_WHAT THIS TASK INVOLVES_:
Having read the listing below, repeat it exactly.

_ENTRIES PROVIDED_:
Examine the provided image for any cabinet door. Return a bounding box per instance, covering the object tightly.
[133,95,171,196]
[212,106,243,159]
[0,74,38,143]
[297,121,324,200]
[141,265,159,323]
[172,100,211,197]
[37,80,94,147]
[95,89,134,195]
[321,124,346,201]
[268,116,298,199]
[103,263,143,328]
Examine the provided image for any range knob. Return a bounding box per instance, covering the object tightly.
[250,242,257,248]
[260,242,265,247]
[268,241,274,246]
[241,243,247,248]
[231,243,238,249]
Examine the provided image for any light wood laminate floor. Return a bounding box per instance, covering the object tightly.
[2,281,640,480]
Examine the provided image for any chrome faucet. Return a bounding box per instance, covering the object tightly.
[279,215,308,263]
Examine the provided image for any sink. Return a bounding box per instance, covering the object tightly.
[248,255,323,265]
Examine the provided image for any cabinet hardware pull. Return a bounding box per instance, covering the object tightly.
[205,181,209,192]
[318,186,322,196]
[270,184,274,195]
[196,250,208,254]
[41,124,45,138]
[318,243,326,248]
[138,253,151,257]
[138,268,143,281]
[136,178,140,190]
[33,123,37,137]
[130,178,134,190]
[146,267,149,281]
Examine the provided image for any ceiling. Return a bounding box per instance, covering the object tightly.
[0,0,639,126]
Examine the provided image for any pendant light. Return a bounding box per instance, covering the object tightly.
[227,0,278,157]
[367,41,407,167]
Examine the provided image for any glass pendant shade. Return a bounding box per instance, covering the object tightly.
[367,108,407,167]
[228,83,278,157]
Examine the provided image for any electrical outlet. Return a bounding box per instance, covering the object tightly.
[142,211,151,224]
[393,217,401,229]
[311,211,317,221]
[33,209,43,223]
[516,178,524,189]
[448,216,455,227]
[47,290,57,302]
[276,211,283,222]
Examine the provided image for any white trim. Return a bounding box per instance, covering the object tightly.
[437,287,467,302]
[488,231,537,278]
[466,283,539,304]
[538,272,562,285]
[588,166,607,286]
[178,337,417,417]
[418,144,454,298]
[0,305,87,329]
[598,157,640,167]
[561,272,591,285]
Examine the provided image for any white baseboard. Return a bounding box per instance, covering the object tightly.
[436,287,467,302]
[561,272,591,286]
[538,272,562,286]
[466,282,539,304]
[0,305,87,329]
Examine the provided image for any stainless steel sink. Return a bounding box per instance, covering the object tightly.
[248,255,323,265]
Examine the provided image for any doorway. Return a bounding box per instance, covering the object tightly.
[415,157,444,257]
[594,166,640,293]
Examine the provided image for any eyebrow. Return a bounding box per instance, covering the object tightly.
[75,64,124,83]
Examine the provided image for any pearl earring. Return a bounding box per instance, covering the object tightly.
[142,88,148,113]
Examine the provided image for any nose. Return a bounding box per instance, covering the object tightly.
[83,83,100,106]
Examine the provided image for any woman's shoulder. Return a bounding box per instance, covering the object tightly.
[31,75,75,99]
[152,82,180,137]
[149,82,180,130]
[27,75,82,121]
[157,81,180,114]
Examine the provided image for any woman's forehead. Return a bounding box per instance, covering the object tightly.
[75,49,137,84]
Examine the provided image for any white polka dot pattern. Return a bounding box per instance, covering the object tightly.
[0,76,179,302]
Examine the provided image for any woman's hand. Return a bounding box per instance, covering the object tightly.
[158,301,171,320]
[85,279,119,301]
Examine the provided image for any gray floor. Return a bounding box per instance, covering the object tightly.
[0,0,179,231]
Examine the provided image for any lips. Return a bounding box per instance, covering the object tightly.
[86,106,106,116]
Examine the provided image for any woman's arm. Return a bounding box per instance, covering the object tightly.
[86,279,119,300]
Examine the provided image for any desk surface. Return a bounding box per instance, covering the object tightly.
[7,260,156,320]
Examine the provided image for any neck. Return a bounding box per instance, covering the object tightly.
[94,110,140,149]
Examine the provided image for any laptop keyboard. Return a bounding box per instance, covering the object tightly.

_ANSWER BOX_:
Examine the provided image for any cabinet door. Return a bounding box per instance, covering the object tightly.
[133,95,171,196]
[212,106,243,159]
[0,74,38,143]
[297,121,324,200]
[141,265,159,323]
[172,100,211,197]
[37,80,94,147]
[95,89,134,195]
[321,124,346,201]
[268,116,298,199]
[103,263,143,328]
Examine the provided image for any range knob. Return a bounding box per instance, covering the object tightly.
[250,242,257,248]
[260,242,265,247]
[268,241,274,246]
[241,243,247,248]
[231,243,238,249]
Examine the provided image for any light wood laminate floor. Return a bounding box per instance, covering the object tightly.
[2,281,640,480]
Examine the provided image for any chrome faucet. Return a bounding box per instance, covering the object tightly.
[279,215,308,263]
Examine the provided image for any sink. Return a bounding box per instance, covering the object tightly.
[248,255,323,265]
Examine the provided image for any cabinet hardware pull. Return a bounding box per instance, covering the object tightly.
[205,181,209,192]
[318,186,322,196]
[270,184,274,195]
[196,250,208,254]
[41,124,45,138]
[318,243,326,248]
[138,253,151,257]
[138,268,143,281]
[136,178,140,190]
[33,123,37,137]
[130,178,134,190]
[146,267,149,281]
Examine the provided image for any ceiling. Return a bounding box per instance, covering the object tightly.
[0,0,639,126]
Examine the provided image for any pendant light. Return a bounding box per instance, covering the object tightly.
[227,0,278,157]
[367,41,407,167]
Examine the provided image for any glass pendant shade. Return a bounding box per instance, covering the object tightly.
[367,108,407,167]
[228,83,278,157]
Examine the provided image for any electrical outlet. Return a bounding box per instance, covering the object tightly.
[142,211,151,224]
[393,217,401,229]
[311,211,317,221]
[33,209,43,223]
[516,178,524,189]
[448,216,455,227]
[47,290,57,302]
[276,211,283,222]
Examine the provided image for any white trim. Return a bounding box per instance, covering the object tightly.
[437,287,467,302]
[488,231,537,278]
[466,283,539,304]
[538,272,562,285]
[588,166,607,286]
[178,337,417,417]
[418,144,454,298]
[0,305,87,329]
[598,157,640,167]
[561,272,591,285]
Examine the provided image for any white baseboard. Return a bounding box per instance, covering the object tightly.
[436,287,467,302]
[561,272,591,286]
[538,272,562,286]
[466,282,539,304]
[0,305,87,329]
Examine the provided image for any stainless steel sink. Return a bounding box per instance, covering the object tightly.
[248,255,323,265]
Examine the provided image for any doorway. Return a bounding box per instance, covering the object tightly.
[415,157,444,257]
[594,166,640,293]
Examine the provided image for any eyebrow. Return a bounding box per instance, covering the object tightly.
[75,64,124,83]
Examine the provided image for any pearl earring. Return a bounding box per instance, covering the object tightly.
[142,88,148,113]
Examine the provided image for any nose. Return a bounding box per instance, covering the object tightly.
[83,83,100,106]
Examine the provided image for any woman's shoulder. Return a bounding box per instance, covering the object tightly.
[31,75,75,99]
[152,82,180,137]
[149,82,180,130]
[27,75,82,121]
[157,81,180,114]
Examine the provided image for any woman's forehead. Return a bounding box per instance, covering the object tightly.
[75,49,137,84]
Examine the provided image for any white polka dot pattern. Return a bounding box per instance, covering the object tightly.
[0,76,179,302]
Examine the provided image for any woman's hand. Return a bounding box per instance, covering the object tightly.
[158,301,171,320]
[85,279,119,301]
Examine the provided image for any gray floor. Return a bounding box per instance, covering the object tightly.
[0,0,179,231]
Examine the provided image for any lips. Return a bounding box per instance, covering the object tightly.
[86,106,106,116]
Examine the provided image for any woman's arm. Return a bounding box per instance, covering the object tightly.
[86,279,119,300]
Examine the provided image for any desk surface. Return a bounding box per instance, covering the object tightly.
[7,260,156,320]
Examine the provided image for any neck. Return a bounding box per instance, covering the object tightly.
[94,110,140,149]
Examine the provided image for any laptop keyboard. Return a bounding box per instance, covering the object tightly.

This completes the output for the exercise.